§ What you should do: Reproduce verbatim the lines below, beginning with the line that contains "Task: pointing. Mark each instance of the wrought iron gate" and ending with the line that contains "(1031, 588)", both included.

Point annotation dataset records:

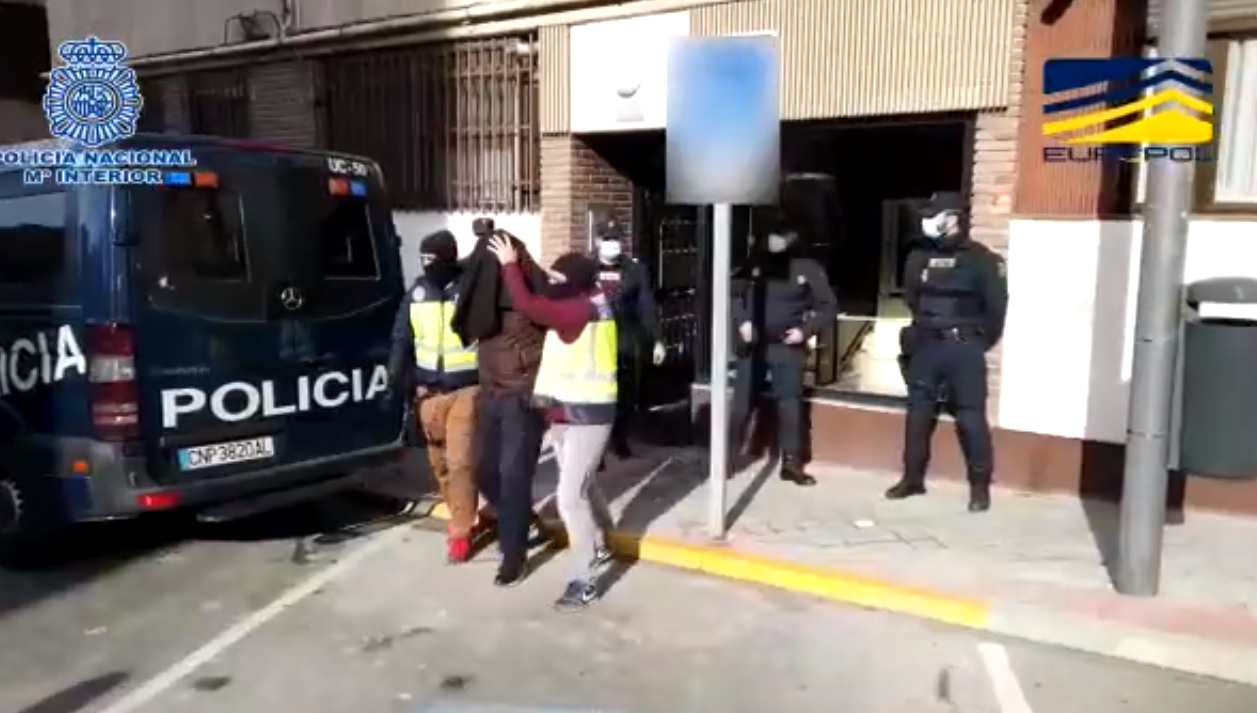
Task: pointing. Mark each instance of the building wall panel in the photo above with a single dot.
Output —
(850, 58)
(160, 27)
(1222, 13)
(1096, 28)
(556, 82)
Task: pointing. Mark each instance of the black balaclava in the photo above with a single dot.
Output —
(776, 245)
(439, 254)
(580, 276)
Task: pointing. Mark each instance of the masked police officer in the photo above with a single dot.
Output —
(430, 362)
(784, 301)
(958, 297)
(627, 286)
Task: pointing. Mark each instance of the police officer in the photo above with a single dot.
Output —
(430, 362)
(627, 284)
(786, 299)
(958, 297)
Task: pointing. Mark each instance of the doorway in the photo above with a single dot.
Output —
(670, 242)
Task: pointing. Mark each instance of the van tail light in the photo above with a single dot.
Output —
(115, 395)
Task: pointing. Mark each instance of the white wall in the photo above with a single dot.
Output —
(1071, 317)
(21, 121)
(619, 72)
(414, 226)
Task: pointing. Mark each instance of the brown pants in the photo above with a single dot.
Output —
(448, 421)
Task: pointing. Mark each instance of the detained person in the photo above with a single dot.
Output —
(576, 386)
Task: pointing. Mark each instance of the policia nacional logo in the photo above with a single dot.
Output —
(93, 99)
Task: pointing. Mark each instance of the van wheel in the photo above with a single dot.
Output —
(27, 535)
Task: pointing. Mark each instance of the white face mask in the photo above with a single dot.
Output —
(778, 243)
(610, 250)
(937, 226)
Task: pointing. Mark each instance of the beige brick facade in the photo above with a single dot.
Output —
(575, 177)
(994, 177)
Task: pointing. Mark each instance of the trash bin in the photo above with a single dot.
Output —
(1218, 431)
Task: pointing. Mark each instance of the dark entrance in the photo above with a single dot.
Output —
(670, 242)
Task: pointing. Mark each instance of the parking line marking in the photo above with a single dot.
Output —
(1003, 679)
(181, 669)
(184, 668)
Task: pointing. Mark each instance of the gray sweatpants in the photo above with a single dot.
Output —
(581, 502)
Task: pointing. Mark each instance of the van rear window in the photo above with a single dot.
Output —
(204, 235)
(336, 220)
(347, 249)
(32, 238)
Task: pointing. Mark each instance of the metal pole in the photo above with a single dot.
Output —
(1157, 327)
(718, 474)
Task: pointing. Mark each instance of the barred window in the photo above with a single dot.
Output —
(152, 116)
(218, 103)
(453, 125)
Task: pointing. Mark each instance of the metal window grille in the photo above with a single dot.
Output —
(152, 116)
(218, 103)
(454, 125)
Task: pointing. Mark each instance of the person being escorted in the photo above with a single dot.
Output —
(786, 302)
(958, 296)
(429, 361)
(627, 286)
(509, 429)
(577, 387)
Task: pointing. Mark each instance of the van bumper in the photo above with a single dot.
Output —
(120, 488)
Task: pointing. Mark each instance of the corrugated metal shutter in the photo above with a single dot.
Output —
(282, 103)
(169, 93)
(1219, 11)
(847, 58)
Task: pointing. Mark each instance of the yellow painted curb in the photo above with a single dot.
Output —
(827, 584)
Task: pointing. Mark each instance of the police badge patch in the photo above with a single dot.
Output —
(93, 98)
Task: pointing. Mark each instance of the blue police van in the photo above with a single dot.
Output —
(219, 341)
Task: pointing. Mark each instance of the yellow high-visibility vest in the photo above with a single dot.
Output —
(438, 350)
(581, 377)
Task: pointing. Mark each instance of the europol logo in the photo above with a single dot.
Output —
(93, 98)
(1158, 108)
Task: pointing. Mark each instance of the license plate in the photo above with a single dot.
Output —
(226, 453)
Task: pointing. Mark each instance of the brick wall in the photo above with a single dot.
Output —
(1097, 28)
(573, 177)
(994, 177)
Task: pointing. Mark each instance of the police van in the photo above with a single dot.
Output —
(218, 341)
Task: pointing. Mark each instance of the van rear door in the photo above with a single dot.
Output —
(267, 286)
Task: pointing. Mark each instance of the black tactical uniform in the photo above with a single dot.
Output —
(958, 296)
(627, 284)
(783, 294)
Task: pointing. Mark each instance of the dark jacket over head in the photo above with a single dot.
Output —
(508, 343)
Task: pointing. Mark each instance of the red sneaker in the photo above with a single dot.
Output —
(458, 550)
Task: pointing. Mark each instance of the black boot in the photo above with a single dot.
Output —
(792, 472)
(979, 497)
(905, 488)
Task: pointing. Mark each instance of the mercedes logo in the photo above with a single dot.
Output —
(292, 299)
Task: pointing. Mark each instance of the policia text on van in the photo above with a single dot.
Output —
(219, 340)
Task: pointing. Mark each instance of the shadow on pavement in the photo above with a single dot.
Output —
(79, 696)
(102, 550)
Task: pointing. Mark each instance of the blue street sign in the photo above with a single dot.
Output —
(723, 121)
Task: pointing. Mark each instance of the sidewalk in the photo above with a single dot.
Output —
(1031, 567)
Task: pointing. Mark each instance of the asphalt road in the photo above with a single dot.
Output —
(235, 624)
(128, 599)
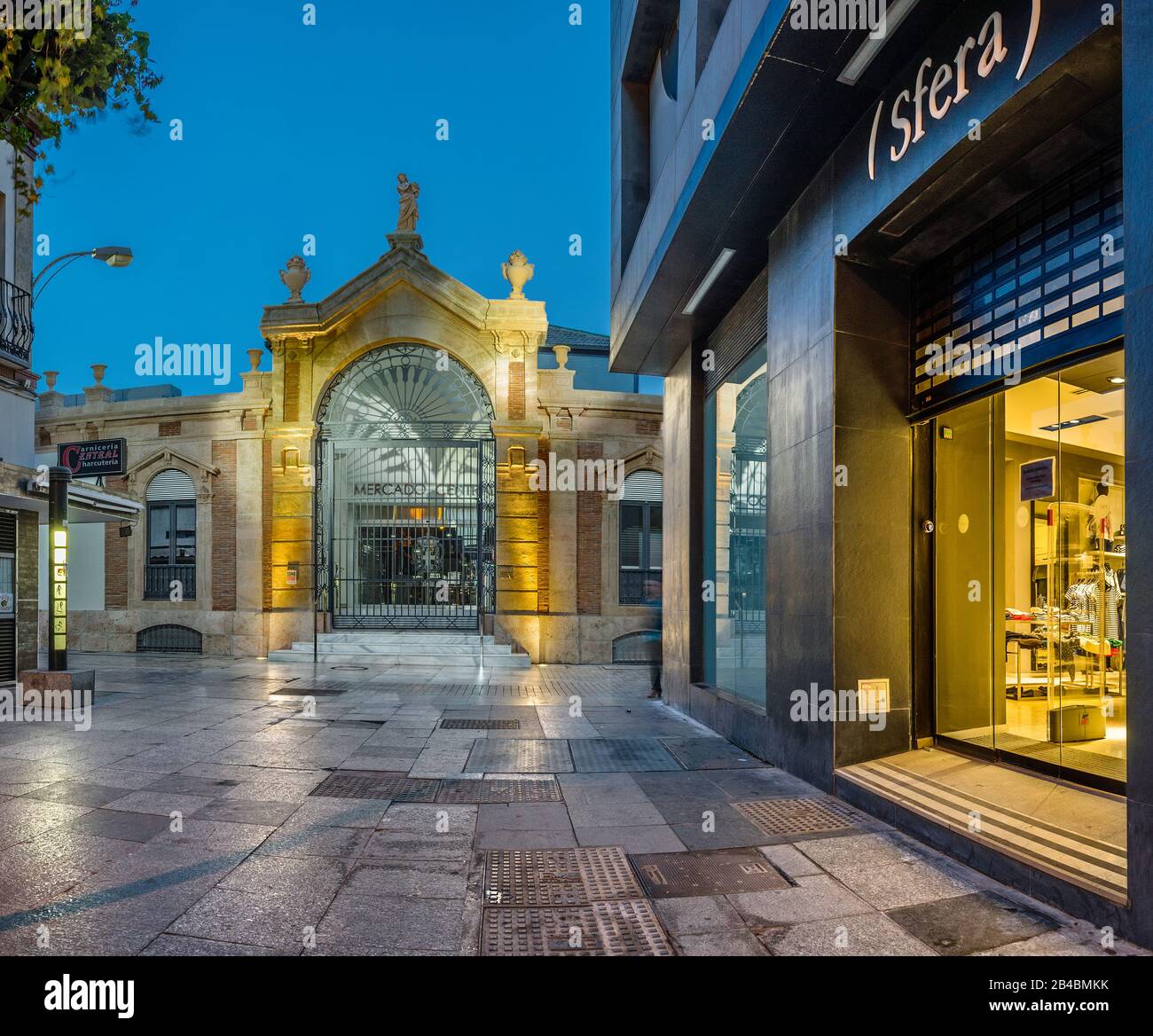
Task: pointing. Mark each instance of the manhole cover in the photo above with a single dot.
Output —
(557, 877)
(714, 872)
(624, 928)
(462, 791)
(480, 725)
(799, 816)
(616, 755)
(519, 756)
(395, 786)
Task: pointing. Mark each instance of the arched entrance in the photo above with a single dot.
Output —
(406, 494)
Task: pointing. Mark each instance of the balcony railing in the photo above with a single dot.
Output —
(158, 582)
(15, 323)
(640, 586)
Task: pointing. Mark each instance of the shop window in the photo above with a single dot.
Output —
(169, 564)
(641, 538)
(1031, 575)
(736, 441)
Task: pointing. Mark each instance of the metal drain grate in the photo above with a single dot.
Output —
(624, 928)
(713, 872)
(799, 816)
(480, 725)
(395, 786)
(464, 791)
(557, 877)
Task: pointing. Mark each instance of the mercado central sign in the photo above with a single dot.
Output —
(940, 87)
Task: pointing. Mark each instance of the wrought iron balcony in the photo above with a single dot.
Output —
(158, 582)
(15, 325)
(640, 586)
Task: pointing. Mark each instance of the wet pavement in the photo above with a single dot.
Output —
(248, 808)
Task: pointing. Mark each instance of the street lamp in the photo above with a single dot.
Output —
(112, 255)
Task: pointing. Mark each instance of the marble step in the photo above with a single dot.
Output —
(335, 655)
(390, 647)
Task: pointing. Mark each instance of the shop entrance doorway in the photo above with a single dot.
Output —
(1031, 575)
(406, 495)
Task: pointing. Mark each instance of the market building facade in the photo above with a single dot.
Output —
(888, 280)
(385, 480)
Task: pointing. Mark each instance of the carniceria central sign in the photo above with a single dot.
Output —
(940, 87)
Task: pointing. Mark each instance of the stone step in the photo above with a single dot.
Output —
(388, 647)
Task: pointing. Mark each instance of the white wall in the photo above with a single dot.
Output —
(85, 567)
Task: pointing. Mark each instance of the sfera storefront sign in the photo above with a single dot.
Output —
(942, 85)
(100, 457)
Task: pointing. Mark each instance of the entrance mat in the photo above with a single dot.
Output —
(621, 755)
(480, 725)
(1067, 756)
(713, 872)
(495, 791)
(519, 756)
(396, 786)
(557, 877)
(622, 928)
(800, 816)
(710, 753)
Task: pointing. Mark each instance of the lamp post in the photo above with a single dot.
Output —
(112, 255)
(59, 479)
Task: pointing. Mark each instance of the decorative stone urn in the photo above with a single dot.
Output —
(294, 277)
(518, 271)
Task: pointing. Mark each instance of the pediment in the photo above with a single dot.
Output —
(402, 269)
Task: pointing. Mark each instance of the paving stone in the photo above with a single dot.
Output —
(418, 879)
(734, 943)
(519, 756)
(710, 753)
(166, 945)
(622, 755)
(392, 923)
(76, 793)
(241, 812)
(115, 824)
(971, 923)
(812, 899)
(657, 837)
(861, 935)
(698, 915)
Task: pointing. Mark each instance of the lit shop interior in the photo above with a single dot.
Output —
(1031, 587)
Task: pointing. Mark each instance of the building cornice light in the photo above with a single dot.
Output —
(710, 279)
(858, 65)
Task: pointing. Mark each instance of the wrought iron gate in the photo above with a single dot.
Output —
(411, 541)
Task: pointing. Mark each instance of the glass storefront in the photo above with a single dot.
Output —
(736, 509)
(1031, 588)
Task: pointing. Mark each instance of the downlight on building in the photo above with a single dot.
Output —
(388, 476)
(898, 285)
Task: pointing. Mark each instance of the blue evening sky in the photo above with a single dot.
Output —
(292, 130)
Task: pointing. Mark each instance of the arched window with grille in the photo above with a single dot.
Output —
(171, 556)
(641, 530)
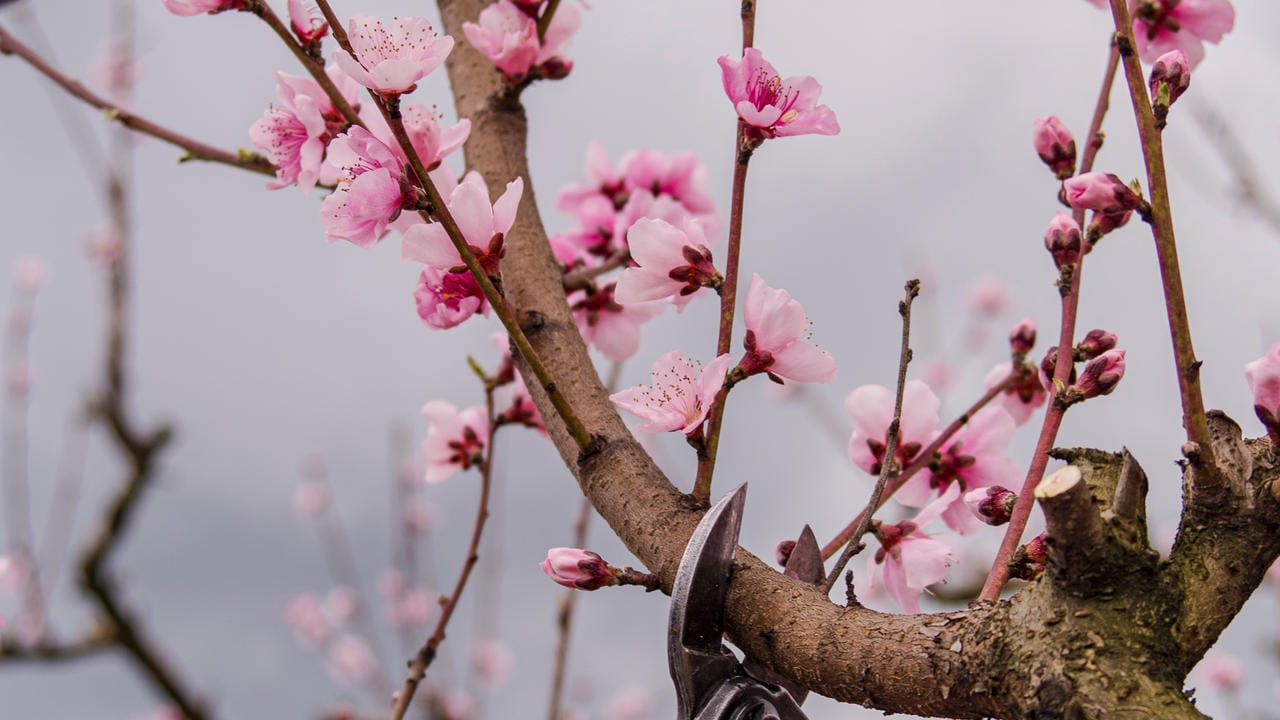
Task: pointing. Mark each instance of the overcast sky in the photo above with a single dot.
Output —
(263, 343)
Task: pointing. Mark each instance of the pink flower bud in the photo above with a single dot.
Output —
(1063, 240)
(1102, 223)
(1095, 343)
(1101, 192)
(575, 568)
(1055, 145)
(782, 552)
(992, 505)
(1170, 77)
(1264, 378)
(1101, 376)
(1023, 337)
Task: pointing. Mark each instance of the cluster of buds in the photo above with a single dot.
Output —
(585, 570)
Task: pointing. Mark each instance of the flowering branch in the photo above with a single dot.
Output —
(196, 150)
(1070, 294)
(426, 654)
(745, 144)
(1161, 220)
(890, 465)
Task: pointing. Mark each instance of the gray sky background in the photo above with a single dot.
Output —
(264, 345)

§ Response to the task:
Task: pointing. Mark each instance of the wrought iron gate in the photo above with a single dot.
Output —
(411, 541)
Task: pointing. Mark each instance of the glass storefront in the photo above with a single dot.
Output —
(736, 509)
(1031, 588)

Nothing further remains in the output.